Records from a point labeling set:
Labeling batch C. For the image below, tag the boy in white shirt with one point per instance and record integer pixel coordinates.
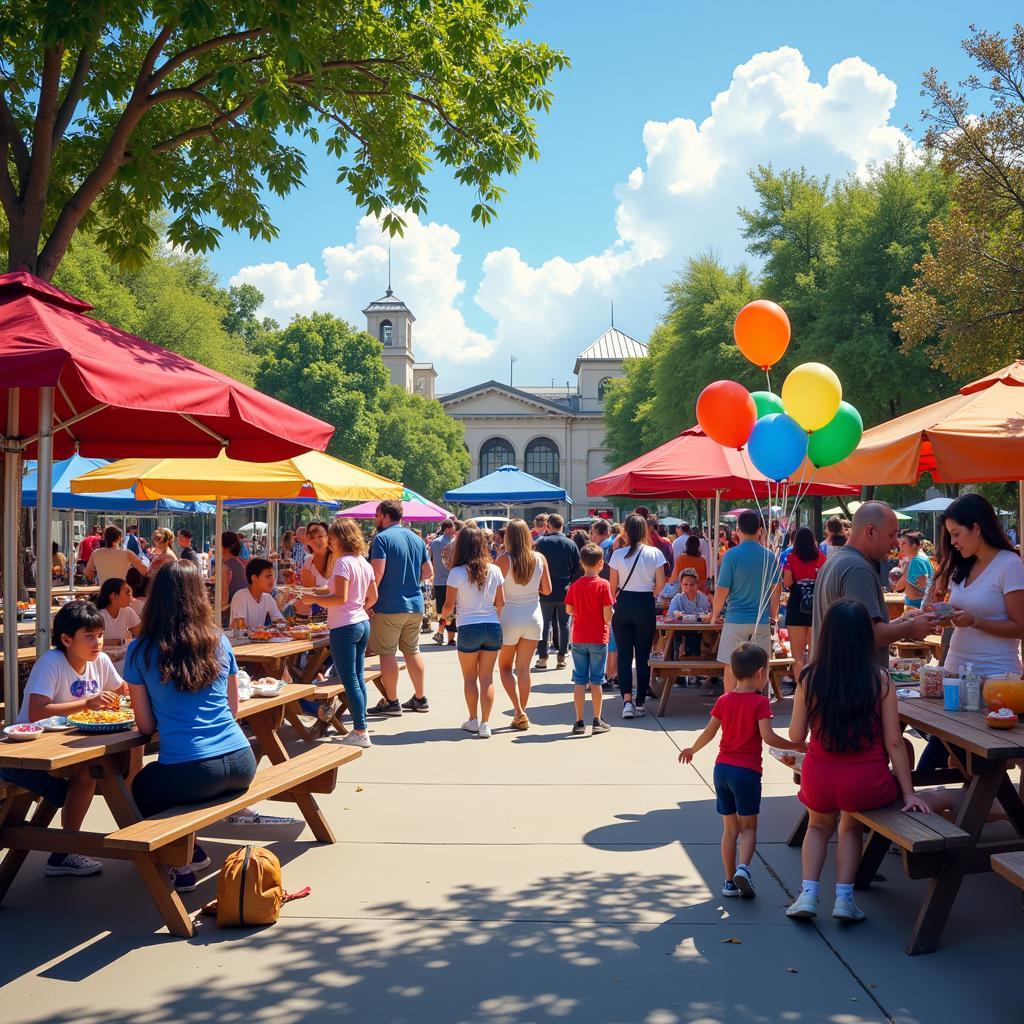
(251, 606)
(75, 676)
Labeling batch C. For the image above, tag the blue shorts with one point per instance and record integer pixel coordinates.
(474, 637)
(737, 791)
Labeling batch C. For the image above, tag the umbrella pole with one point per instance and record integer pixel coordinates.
(218, 578)
(11, 507)
(44, 520)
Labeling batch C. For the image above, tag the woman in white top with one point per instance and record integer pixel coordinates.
(475, 588)
(525, 573)
(986, 581)
(637, 573)
(112, 560)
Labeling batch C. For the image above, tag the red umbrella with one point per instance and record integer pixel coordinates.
(691, 465)
(72, 383)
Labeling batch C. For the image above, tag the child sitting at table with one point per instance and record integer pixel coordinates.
(690, 601)
(742, 715)
(849, 706)
(75, 676)
(253, 606)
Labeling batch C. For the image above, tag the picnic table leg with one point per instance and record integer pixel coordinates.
(942, 890)
(263, 727)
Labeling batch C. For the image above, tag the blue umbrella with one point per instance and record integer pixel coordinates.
(112, 501)
(507, 485)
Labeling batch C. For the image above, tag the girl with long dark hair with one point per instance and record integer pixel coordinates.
(802, 566)
(183, 682)
(475, 587)
(848, 704)
(637, 573)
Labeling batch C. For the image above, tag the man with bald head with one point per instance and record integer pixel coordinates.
(853, 572)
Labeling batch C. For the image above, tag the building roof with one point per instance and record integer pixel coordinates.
(388, 303)
(613, 344)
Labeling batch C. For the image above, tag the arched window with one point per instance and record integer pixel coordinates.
(496, 453)
(542, 459)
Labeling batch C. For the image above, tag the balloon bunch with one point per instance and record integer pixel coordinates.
(808, 420)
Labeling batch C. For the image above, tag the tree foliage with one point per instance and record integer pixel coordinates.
(967, 305)
(113, 112)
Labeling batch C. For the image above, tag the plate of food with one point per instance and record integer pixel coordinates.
(55, 723)
(24, 731)
(102, 721)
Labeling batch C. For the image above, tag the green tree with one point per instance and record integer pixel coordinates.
(113, 112)
(966, 308)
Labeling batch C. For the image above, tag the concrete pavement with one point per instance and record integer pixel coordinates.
(529, 877)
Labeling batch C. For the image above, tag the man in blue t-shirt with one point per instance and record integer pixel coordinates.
(750, 585)
(400, 564)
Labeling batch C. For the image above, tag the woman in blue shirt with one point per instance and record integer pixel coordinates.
(183, 681)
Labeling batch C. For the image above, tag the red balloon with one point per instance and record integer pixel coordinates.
(726, 413)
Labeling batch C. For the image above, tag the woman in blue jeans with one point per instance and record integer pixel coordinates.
(351, 593)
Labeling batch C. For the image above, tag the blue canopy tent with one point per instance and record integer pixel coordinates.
(507, 485)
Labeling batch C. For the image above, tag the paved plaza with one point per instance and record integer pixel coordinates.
(530, 877)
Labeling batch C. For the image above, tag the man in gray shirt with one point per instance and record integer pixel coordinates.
(853, 573)
(438, 547)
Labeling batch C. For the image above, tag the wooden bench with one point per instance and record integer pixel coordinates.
(297, 778)
(1011, 866)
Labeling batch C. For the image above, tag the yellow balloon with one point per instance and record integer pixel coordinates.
(811, 394)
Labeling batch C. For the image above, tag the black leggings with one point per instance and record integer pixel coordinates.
(159, 786)
(633, 625)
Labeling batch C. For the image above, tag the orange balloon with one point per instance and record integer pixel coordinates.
(727, 413)
(762, 332)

## STATED PROBLEM
Exclude the pictures. Write out the remaining data exactly.

## REPLY TO THE TASK
Labeling batch C. For the image below, tag the boy in white shirt with one point per instance and record integer pixel coordinates.
(251, 606)
(75, 676)
Labeling batch C. For the image above, tag the blue shorts with one point per instance and record integer pixel coordinates.
(474, 637)
(737, 791)
Labeling batch C. For the image above, tag the umbrella pole with one point per instance and record integer pixel coordinates.
(218, 578)
(11, 507)
(44, 520)
Labeling batch C. For the image above, tag the woman in white top with one point per instance and record integer pixel coordinates.
(475, 588)
(525, 573)
(986, 581)
(637, 573)
(112, 560)
Labeling batch C. For the image above, tag the red umbrella with one point per instance and record integer pixel coordinates.
(691, 465)
(72, 383)
Labeling batch C. For the image above, tag the child sitting at table with one point per instance and record integer pixel coordinates.
(690, 601)
(742, 715)
(849, 706)
(75, 676)
(253, 606)
Labeling batch C. For the image above, tag the picnic table leg with one point per instance and record integer pixel coordinates.
(942, 890)
(263, 727)
Labeling batch C. For the image above, tag the blue umbrella with one point per instance and record integer pixel coordinates.
(112, 501)
(507, 485)
Labeling batch C. For the image above, tag the girl with long dark hair with one point per instance and record integer pixel coordinates.
(802, 566)
(183, 682)
(475, 587)
(848, 704)
(637, 573)
Labeling batch C. For the image above, tag the man with bald head with one point per instance and record integer pixel coordinates.
(853, 572)
Labeling batch C. For the image above, tag the building roof with one point per instance and record integer pixel coordinates.
(388, 303)
(613, 344)
Labeling batch C. For the image above, tag the arched window with one point per instance and record integer pixel coordinates.
(496, 453)
(542, 459)
Labeling batch C. For the image above, tag the balloon bunch with one point per instance and record integer pixel coordinates.
(808, 420)
Labeling batch C. For the image above, tag the tree foliage with one point per instance and record integer pixel coordinates.
(967, 305)
(113, 112)
Labeling batch C. For the image above, tag the plate of food with one point per instance and record integer pixel coordinates.
(55, 723)
(24, 731)
(102, 721)
Labeling batch C. For the image above, tag the green tree with one point per instance and record integer pixel coordinates.
(113, 112)
(966, 308)
Labeling batch C. For the image above, tag the concrete pavement with one point per instance and record integer pixel coordinates.
(529, 877)
Labeling batch C. For the image above, tag the man in blue t-shirt with one point per instance and record integer pixel coordinates.
(750, 585)
(400, 564)
Labeling batch C. For the image above, tag the woman in blue shirt with one point per instance and record integer pixel coordinates.
(183, 681)
Labeling batch C. For the image above, tag the red balloon with one point per instance and record integer pixel coordinates.
(726, 413)
Labeling batch C. For the image above, tag the woman in blue jeans with one point per instance and record integer pixel coordinates.
(351, 593)
Labeling batch C. For the image above, tag the blue canopy tent with one point per instance and record integer pixel coordinates.
(507, 485)
Labeling batch C. For the image above, tag the paved plaza with one point per instance and record integer pixel coordinates.
(530, 877)
Labeling batch C. For the image above, tag the man in gray shirt with one point per instance and record integer pixel coordinates.
(853, 573)
(438, 547)
Labeling batch C. For the image above, tag the wooden bench with one point per instance and record integer pixel coordinates.
(297, 778)
(1011, 866)
Labeling batch C. For the image above, tag the yellow balloon with one point per instance and record integer pixel coordinates.
(811, 394)
Labeling batch C. For the image above, tag the black leggings with one point per instance and record integer pixel coordinates.
(159, 786)
(633, 625)
Labeling batch C. For the image above, tag the orange balloon with one point per instance and record integer pixel coordinates.
(727, 413)
(762, 332)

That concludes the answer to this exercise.